Directive: According to the excerpt on oil tanker charters below, at what daily rate did Clearlake charter the VLCC Arenza XXVII?

Excerpt to read:
ST Shipping, Glencore’s shipping arm, booked the 300,133 deadweight tonne (dwt) Very Large Crude Carrier (VLCC) Plata Glory for a month at $22,000 per day and has the option to extend at $26,000 and $29,000 per day for the second and third month, ship brokers said.
ST Shipping has also chartered the 161,724 dwt Suezmax tanker, United Emblem, and the 112,777 dwt Aframax ship, United Grace, for 30-90 days, at undisclosed rates, a Singapore-based shipbroker said.
Clearlake, a subsidiary of the oil-trading firm Gunvor , has chartered the 308,596 dwt VLCC Arenza XXVII at $33,000 per day for one to four months, the shipbroker added. VLCCs can hold up to 2 million barrels.
Both companies do not comment on commercial operations.
Traders, however, said a widening contango structure in the oil market – with forward prices trading higher than spot rates – was partly why the firms were planning to store supplies as they hope for better returns when demand perks up in winter.
After months of gains, Brent crude for August delivery fell back below $50 per barrel last week after Britain’s vote to leave the European Union. Prices for delivery towards the end of the year, however, remain above $51.
“Traders are trying to bottom-fish (for crude bargains) and store for one to two months before re-selling,” a trader with a western firm said.
At the same time, it has become cheaper to charter tankers, making it potentially attractive to store oil for a later sale.
Rates for a one-year VLCC charter have fallen by almost $20,000 since January, to between $38,000 and $42,000 a day last week, according to shipping services firm Clarkson. They were $47,500 per day a year ago.

Listed entries:
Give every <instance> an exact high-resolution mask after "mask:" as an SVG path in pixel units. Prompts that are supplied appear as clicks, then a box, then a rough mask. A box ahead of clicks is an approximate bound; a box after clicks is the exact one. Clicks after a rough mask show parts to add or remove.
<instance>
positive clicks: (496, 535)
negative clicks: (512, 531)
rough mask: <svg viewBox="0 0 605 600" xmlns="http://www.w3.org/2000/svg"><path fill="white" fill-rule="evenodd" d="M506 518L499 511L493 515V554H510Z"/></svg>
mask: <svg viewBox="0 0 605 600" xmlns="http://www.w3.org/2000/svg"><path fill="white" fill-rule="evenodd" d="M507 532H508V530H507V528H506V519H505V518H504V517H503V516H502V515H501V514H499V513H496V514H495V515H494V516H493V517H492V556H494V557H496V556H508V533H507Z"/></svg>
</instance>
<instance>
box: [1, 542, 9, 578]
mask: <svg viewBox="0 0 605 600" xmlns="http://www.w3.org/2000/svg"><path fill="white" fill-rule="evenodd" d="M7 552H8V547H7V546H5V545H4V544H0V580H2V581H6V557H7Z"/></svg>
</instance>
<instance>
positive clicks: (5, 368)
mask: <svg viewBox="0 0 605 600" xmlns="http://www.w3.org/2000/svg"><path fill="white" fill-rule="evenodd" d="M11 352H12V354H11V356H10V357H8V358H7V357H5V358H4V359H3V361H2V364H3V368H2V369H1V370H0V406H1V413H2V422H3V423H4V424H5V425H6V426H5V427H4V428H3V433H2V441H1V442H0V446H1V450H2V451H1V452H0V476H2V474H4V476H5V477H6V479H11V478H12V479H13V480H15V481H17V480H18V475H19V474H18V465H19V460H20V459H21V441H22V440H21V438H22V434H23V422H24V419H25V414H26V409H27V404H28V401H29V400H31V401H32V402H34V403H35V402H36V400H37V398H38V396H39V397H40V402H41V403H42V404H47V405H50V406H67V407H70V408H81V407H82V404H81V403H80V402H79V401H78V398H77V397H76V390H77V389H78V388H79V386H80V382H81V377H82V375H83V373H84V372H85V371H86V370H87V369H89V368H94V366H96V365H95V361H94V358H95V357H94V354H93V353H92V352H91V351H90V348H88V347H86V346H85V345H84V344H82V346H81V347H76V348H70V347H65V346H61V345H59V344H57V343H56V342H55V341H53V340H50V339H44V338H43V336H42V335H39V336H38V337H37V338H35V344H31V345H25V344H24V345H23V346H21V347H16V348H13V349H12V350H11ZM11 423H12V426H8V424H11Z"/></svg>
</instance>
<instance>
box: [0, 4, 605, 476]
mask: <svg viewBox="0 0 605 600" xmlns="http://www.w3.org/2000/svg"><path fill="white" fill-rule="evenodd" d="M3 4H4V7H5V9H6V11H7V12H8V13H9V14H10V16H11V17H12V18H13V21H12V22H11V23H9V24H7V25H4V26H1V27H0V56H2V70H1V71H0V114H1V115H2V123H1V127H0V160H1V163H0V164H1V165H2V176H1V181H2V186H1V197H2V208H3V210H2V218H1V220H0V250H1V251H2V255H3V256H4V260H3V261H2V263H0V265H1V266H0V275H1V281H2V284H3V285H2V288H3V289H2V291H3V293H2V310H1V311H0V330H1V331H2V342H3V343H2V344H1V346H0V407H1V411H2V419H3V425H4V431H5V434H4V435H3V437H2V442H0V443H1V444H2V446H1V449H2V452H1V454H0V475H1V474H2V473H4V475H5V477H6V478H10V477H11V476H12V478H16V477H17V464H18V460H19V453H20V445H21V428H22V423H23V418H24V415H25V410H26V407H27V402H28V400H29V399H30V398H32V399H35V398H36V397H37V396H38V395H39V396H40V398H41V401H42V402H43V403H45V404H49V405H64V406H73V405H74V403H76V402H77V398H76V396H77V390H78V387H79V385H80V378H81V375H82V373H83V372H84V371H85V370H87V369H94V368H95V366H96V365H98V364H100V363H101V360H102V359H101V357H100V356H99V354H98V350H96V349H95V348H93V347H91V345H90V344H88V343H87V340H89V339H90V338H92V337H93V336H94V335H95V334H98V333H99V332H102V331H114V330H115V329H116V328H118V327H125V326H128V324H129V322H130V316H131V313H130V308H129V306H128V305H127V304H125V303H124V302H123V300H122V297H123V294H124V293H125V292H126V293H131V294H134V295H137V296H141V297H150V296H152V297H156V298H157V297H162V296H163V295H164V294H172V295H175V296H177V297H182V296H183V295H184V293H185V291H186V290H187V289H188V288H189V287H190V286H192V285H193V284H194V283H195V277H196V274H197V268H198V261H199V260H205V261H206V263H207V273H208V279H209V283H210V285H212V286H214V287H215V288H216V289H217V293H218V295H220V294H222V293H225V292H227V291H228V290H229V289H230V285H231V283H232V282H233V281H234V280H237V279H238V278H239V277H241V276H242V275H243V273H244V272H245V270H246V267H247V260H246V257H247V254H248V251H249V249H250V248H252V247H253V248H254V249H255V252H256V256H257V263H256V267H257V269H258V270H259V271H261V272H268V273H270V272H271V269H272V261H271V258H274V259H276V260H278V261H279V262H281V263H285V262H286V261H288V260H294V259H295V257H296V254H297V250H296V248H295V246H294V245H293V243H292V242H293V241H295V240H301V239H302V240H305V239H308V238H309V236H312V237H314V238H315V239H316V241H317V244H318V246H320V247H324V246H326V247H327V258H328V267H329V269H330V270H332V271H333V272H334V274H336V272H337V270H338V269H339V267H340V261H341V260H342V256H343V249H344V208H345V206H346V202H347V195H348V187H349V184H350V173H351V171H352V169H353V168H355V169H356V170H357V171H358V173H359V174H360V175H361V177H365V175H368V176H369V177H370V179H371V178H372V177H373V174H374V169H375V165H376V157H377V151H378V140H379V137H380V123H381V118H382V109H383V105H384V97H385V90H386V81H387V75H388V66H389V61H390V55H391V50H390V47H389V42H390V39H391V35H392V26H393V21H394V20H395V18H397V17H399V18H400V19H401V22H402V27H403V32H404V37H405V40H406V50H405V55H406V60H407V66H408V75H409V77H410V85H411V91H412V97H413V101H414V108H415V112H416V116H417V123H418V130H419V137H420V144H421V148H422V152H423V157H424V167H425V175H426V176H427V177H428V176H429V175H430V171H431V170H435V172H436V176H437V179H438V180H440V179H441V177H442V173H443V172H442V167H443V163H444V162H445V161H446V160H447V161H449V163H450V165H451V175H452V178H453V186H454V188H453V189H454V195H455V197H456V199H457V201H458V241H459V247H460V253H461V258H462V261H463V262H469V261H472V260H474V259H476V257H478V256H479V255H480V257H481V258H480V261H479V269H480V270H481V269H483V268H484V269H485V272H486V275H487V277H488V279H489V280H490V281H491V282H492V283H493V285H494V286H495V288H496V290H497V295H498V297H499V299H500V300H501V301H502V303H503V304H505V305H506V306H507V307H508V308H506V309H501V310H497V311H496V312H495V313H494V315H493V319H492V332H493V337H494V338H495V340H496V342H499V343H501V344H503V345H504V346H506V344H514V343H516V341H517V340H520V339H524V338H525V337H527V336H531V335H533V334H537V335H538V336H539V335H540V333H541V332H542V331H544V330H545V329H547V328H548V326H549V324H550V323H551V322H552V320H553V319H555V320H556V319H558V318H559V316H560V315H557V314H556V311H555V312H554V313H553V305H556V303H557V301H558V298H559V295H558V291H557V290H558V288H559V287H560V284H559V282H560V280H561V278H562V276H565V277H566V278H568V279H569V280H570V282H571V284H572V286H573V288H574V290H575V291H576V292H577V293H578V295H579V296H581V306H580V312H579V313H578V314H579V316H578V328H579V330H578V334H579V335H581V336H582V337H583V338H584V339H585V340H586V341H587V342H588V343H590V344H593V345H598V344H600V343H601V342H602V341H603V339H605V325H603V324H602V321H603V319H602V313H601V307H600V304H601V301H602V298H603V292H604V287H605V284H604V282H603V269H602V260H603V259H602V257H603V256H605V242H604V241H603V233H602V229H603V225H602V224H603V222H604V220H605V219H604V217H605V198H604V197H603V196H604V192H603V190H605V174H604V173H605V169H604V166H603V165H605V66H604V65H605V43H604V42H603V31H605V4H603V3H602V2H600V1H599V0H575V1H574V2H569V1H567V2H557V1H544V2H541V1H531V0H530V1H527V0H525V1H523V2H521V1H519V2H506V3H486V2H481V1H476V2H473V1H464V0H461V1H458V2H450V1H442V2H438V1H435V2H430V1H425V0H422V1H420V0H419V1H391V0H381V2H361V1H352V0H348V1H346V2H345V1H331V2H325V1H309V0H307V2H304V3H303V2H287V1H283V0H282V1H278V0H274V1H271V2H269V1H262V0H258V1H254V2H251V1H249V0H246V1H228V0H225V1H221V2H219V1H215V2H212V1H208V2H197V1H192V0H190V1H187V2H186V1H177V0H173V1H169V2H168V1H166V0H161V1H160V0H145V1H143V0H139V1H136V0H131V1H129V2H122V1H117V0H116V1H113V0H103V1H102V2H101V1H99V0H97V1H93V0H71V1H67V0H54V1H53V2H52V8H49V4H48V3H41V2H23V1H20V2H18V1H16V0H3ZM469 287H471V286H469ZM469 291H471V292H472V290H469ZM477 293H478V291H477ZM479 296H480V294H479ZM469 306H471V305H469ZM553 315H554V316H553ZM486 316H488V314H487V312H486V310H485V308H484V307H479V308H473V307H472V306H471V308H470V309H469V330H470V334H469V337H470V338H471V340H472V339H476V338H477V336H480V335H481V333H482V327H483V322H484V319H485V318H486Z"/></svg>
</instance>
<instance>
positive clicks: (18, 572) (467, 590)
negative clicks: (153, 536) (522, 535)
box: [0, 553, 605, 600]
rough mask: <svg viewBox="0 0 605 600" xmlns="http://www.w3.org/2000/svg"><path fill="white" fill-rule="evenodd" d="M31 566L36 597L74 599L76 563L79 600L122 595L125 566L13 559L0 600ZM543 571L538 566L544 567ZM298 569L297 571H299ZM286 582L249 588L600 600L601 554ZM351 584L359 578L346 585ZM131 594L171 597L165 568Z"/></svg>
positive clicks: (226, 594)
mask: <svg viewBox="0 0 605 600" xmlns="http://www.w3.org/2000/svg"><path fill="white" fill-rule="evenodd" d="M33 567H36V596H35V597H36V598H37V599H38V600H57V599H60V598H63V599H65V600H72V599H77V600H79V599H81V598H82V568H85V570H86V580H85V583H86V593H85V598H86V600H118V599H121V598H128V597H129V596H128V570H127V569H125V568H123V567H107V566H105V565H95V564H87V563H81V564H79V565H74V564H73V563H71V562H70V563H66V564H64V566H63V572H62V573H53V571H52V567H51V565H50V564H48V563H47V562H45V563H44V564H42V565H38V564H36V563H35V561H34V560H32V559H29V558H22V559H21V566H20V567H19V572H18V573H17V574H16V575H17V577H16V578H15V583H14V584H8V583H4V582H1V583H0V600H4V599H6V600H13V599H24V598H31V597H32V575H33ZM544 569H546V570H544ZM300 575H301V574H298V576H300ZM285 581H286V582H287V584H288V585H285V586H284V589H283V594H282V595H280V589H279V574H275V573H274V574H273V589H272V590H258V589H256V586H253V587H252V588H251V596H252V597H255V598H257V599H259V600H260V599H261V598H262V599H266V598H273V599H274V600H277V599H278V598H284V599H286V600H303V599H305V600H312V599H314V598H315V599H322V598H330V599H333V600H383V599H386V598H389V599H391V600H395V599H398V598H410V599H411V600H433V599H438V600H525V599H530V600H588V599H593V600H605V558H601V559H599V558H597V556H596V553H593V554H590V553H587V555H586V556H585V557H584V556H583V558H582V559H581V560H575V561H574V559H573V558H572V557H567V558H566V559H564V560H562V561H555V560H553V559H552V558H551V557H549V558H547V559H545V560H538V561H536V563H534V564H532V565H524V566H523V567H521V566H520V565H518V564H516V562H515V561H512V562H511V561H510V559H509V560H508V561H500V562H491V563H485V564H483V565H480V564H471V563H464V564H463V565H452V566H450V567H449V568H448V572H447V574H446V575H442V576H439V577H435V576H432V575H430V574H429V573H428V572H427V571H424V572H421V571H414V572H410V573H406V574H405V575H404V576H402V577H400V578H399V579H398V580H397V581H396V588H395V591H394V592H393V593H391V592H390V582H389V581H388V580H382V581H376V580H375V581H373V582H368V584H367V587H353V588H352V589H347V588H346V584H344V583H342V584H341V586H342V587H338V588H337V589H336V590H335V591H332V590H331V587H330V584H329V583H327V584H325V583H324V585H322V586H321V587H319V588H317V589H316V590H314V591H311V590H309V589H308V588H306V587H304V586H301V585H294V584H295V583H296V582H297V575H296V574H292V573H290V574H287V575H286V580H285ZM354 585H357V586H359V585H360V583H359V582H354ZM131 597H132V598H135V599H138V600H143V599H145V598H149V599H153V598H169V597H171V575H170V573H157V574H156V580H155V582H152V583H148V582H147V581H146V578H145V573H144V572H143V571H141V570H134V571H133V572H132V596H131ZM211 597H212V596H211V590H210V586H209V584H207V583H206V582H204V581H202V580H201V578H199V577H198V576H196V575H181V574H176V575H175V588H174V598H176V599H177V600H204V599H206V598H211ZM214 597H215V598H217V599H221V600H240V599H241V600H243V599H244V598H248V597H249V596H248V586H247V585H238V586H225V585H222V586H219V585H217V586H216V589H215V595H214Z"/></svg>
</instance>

Reply to the task: $33,000 per day